**THE REQUEST**:
Retype the passage of the interview text on security in a post-Assad Syria from "First, we are" to "compromises in peacetime.", keeping every word and punctuation mark unchanged.

**EXTRACT TO READ**:

Moreover, I don’t think the offer of talks is necessarily a “sign of hope,” but another fracture point between opposition groups who call for negotiations and those who urge armed groups on the ground to keep up the fight. For the Syrian Opposition Coalition, this will be a particularly dangerous balance to strike and will require very accurate reporting from their connections on the ground in order to try to effectively represent the sentiment of those who support them. One potentially ugly scenario is if the opposition strikes a deal with the regime that local anti-Assad militia groups reject on the ground.

Above all else, I would just underscore the takeaway lesson from Sayyid al-Khoie’s death: that prominent advocates for non-violence are often targets in intense, ungoverned conflicts. Sayyid al-Khoie was irreplaceable, and you have to be very concerned when prominent Syrians put their lives on the line to help resolve conflicts, such as with long-time respected dissident Michel Kilo in Ras al-Ayn.

A paramilitary security solution?

RT: One of the biggest concerns in a post Assad Syria is security. In Iraq we saw time and time again how a lack of security hampered and decimated often badly thought out reconstruction projects. These projects might have been able to fumble along if there had been peace on the streets, but with the growing crime/ looting/ insurgency they often went nowhere fast, wasting billions in reconstruction funds.

The Day After Project mentions the threat of a security vacuum and wisely calls for a plans to secure documents in ministries- key for reconstruction and reconciliation, as well as securing key infrastructure and prisons. This would have been a great move in 2003, but the coalition did not have the troop numbers and often did not think to secure vital areas, amazingly including huge arms dumps! Vital documents like payrolls and lists of Ba’athists were stolen or burned, further slowing transition. In Basra, a British officer found a resourceful policeman who had made copies of his staff roster and working together, the two men made a temporary security force that proved very effective until the CPA shut it down, saying essentially the new state has monopoly on violence, not militias.

There then followed some years of fumbling trying to build a competent ISF, and only much later during the surge, the Sahwa militias proved to be Iraq’s best force multiplier in reducing violence. But that has not come without problems that we increasingly see today- the government do not trust them. Hastily assembled militia forces could be hard to control and dangerous, but I feel in the short term they might be the only option for Syria until a new army/police are constructed with a solid code of ethics and national loyalty. What kind of dangers do you see with transitional security provided by paramilitaries in a post Assad Syria? The obvious danger is perhaps infiltration by extremists among local transitional security forces, or the risk that some of these groups may completely reject government initiatives and make their own laws…

NR- It seems like the security sector reform solution in Syria has to be somewhere to the right of Libya’s in terms of building stronger central government control over the “monopoly on violence” without being so ideologically committed to the concept that it ends up hurting rather than helping the reconstruction process. In theory this should be possible: Syria is much smaller and more densely populated than Libya (four times as many people in a country a tenth of Libya’s size), so the country should be more easily governable. In practice, however, there are tremendously complex problems associated with this process. Let’s look at three major ones:

First, we are already seeing divisions emerge between local groups that had participated in the armed opposition at a very early stage and larger governance structures. It is easier to fight than it is to govern: the bigger challenge will not be using the militias of the Free Syrian Army to fight the regime but forcing them to make the necessary compromises in peacetime.

**STORED ROWS**:
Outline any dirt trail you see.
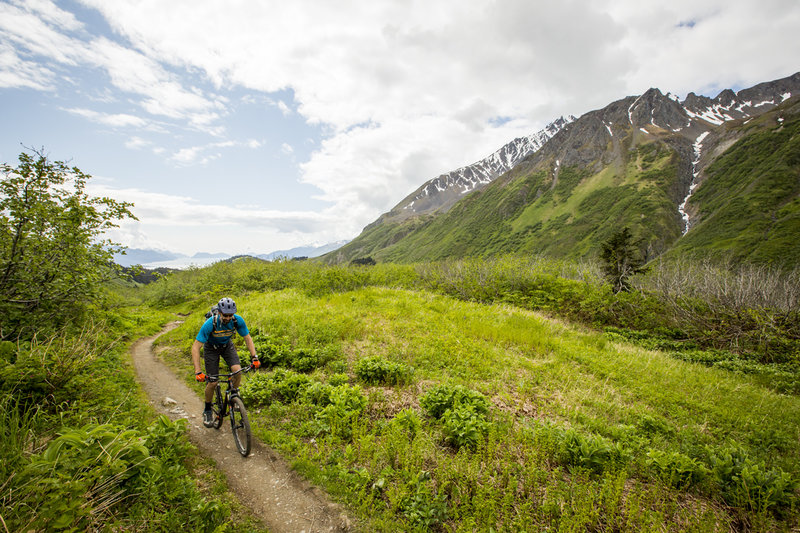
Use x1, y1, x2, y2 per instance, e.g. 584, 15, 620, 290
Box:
131, 322, 354, 533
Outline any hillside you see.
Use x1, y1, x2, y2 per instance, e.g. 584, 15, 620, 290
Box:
325, 74, 800, 266
142, 260, 800, 532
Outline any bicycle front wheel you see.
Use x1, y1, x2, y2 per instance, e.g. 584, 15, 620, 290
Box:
230, 396, 250, 457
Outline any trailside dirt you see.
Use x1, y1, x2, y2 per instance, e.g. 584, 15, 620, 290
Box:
131, 322, 355, 533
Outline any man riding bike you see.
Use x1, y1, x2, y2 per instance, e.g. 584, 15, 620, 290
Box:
192, 298, 261, 427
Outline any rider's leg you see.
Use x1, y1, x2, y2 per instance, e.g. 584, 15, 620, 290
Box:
231, 365, 242, 389
203, 342, 223, 404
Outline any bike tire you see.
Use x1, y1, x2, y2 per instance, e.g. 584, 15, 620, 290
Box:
211, 385, 225, 429
230, 396, 252, 457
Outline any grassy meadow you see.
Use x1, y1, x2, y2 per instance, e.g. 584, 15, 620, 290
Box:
145, 259, 800, 531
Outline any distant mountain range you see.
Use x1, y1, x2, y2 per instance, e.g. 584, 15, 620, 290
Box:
114, 240, 348, 268
323, 73, 800, 267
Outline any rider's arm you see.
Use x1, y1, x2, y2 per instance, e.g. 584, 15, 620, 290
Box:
192, 340, 203, 374
244, 333, 258, 358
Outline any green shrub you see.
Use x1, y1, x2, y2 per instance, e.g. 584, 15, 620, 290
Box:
419, 384, 489, 419
303, 381, 334, 407
392, 409, 422, 439
239, 368, 312, 405
253, 335, 291, 368
400, 471, 447, 531
710, 446, 800, 513
355, 357, 413, 385
442, 403, 489, 449
313, 385, 367, 440
647, 450, 710, 490
286, 345, 338, 373
328, 372, 350, 387
559, 429, 626, 474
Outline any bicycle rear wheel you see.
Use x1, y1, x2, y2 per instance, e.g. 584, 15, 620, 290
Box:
211, 385, 225, 429
230, 396, 251, 457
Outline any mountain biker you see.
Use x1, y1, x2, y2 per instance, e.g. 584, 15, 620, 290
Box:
192, 298, 261, 427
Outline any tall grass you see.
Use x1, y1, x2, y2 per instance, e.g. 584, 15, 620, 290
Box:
153, 287, 800, 531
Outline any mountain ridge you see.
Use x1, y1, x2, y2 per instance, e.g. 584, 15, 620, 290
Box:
324, 73, 800, 263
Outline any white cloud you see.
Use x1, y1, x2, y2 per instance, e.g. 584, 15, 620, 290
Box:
6, 0, 800, 254
125, 136, 151, 150
278, 100, 292, 116
64, 107, 147, 128
87, 183, 337, 254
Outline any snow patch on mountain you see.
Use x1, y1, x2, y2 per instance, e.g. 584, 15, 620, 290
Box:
401, 115, 576, 214
678, 131, 709, 235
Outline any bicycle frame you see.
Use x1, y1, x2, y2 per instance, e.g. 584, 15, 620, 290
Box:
206, 366, 253, 457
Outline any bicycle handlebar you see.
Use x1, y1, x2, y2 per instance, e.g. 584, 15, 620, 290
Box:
204, 363, 255, 383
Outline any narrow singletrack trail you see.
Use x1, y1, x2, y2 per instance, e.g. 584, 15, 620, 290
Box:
131, 322, 355, 533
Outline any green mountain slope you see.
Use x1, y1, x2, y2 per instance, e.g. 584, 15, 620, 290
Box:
326, 93, 800, 266
675, 100, 800, 267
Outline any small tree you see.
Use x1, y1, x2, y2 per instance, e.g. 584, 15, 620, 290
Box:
600, 226, 647, 294
0, 150, 136, 338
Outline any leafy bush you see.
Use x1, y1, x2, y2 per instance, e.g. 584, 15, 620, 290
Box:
710, 446, 800, 513
647, 450, 710, 490
419, 384, 489, 419
392, 409, 422, 439
400, 471, 447, 531
303, 381, 335, 407
559, 429, 625, 474
286, 345, 338, 373
239, 368, 312, 405
442, 403, 489, 449
314, 385, 367, 440
253, 335, 291, 368
355, 357, 413, 385
328, 372, 350, 387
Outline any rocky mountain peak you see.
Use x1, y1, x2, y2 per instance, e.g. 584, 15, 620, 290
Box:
376, 116, 575, 223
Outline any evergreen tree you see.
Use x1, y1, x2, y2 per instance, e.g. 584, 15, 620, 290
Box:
600, 226, 647, 293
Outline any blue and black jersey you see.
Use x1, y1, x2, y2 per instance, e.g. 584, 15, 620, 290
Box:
197, 315, 250, 346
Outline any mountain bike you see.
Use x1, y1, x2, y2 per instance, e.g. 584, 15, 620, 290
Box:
206, 366, 255, 457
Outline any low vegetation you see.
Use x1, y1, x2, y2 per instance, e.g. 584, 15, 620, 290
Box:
0, 148, 800, 531
0, 152, 268, 532
145, 257, 800, 531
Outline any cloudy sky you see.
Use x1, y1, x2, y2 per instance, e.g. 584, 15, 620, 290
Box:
0, 0, 800, 255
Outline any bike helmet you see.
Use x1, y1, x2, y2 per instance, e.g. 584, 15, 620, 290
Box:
217, 298, 236, 315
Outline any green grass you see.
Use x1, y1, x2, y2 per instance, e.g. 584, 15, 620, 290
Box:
159, 287, 800, 531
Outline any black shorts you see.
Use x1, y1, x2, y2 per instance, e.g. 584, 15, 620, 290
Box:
203, 342, 241, 376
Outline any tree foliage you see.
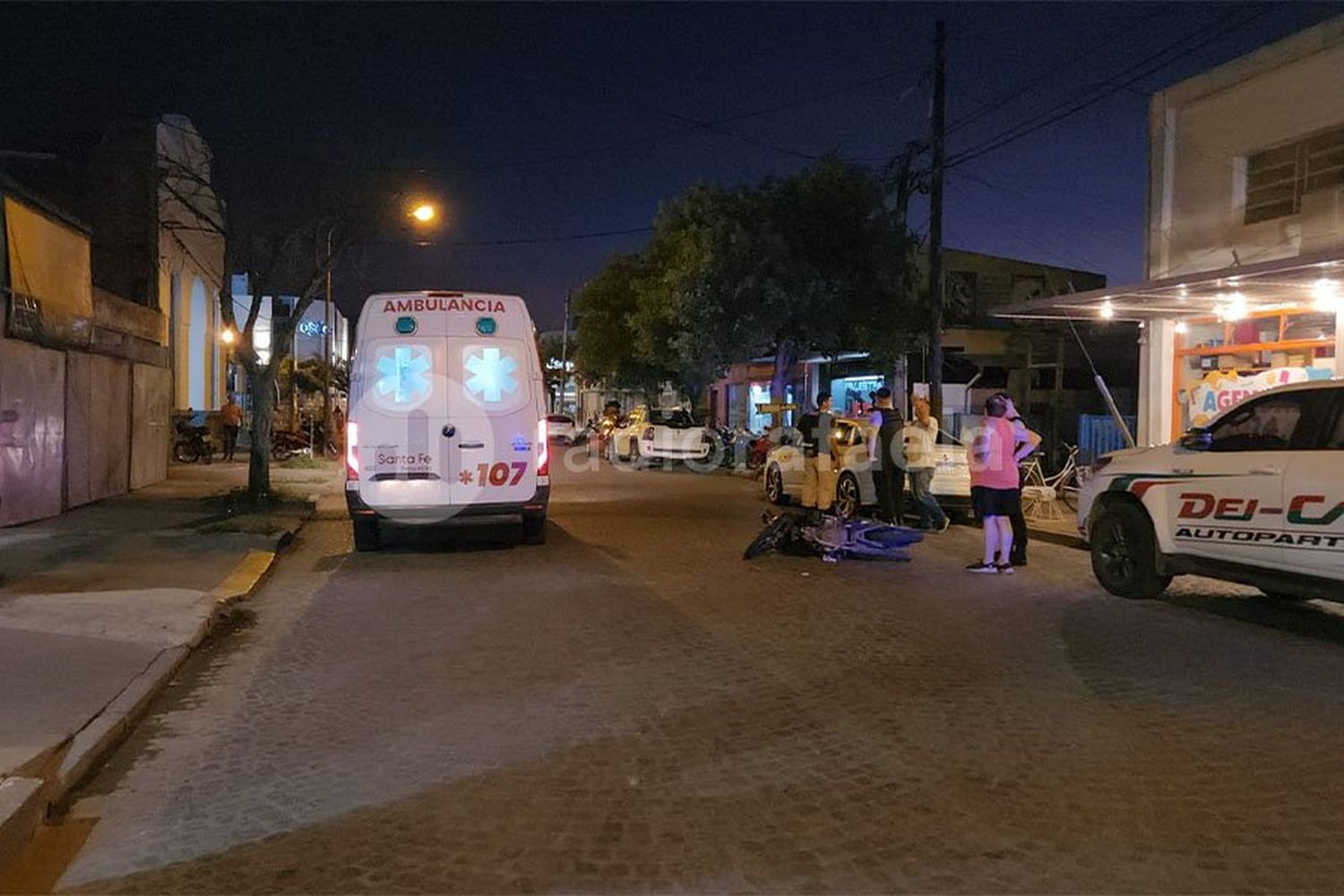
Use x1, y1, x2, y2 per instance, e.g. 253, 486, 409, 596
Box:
577, 159, 918, 402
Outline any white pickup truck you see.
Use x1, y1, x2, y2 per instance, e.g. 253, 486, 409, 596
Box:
1078, 380, 1344, 600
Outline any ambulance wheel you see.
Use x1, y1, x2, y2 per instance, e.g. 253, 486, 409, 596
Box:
351, 517, 383, 551
1091, 503, 1172, 600
523, 513, 546, 544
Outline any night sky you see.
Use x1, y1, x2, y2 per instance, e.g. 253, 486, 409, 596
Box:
0, 3, 1344, 328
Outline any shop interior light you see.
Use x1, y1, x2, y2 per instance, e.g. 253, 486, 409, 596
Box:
1312, 277, 1340, 312
1214, 293, 1247, 321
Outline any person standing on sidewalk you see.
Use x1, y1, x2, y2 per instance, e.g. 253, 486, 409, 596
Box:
999, 392, 1040, 567
906, 395, 952, 532
868, 385, 906, 525
798, 392, 836, 516
220, 393, 244, 461
967, 395, 1031, 575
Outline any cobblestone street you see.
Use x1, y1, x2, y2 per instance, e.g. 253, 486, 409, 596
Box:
41, 465, 1344, 893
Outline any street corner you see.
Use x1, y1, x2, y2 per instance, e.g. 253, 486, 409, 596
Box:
0, 777, 46, 880
210, 550, 278, 611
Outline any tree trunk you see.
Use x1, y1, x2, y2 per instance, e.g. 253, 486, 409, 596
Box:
244, 364, 276, 501
771, 339, 803, 425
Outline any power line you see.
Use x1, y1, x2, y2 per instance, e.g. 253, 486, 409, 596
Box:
948, 5, 1169, 134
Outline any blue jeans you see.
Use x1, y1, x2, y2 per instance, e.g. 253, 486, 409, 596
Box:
910, 466, 948, 528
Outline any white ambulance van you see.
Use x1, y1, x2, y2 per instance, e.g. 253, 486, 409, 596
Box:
346, 291, 551, 551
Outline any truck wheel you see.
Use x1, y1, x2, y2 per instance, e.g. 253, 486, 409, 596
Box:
523, 513, 546, 544
351, 517, 383, 551
1091, 504, 1172, 600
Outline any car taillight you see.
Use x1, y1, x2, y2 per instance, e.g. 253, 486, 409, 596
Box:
346, 420, 359, 479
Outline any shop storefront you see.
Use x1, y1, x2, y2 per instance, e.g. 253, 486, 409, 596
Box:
1000, 252, 1344, 444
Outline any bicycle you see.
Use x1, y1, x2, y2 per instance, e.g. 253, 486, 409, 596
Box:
1021, 442, 1086, 512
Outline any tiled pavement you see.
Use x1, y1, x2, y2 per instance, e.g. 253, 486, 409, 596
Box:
39, 459, 1344, 892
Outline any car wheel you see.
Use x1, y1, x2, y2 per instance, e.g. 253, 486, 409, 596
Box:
351, 517, 383, 551
1091, 503, 1172, 600
836, 473, 860, 517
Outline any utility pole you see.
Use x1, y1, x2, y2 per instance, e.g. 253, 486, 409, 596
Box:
929, 19, 946, 422
556, 289, 578, 414
314, 228, 336, 457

**FINAL ANSWER**:
First, we are already seeing divisions emerge between local groups that had participated in the armed opposition at a very early stage and larger governance structures. It is easier to fight than it is to govern: the bigger challenge will not be using the militias of the Free Syrian Army to fight the regime but forcing them to make the necessary compromises in peacetime.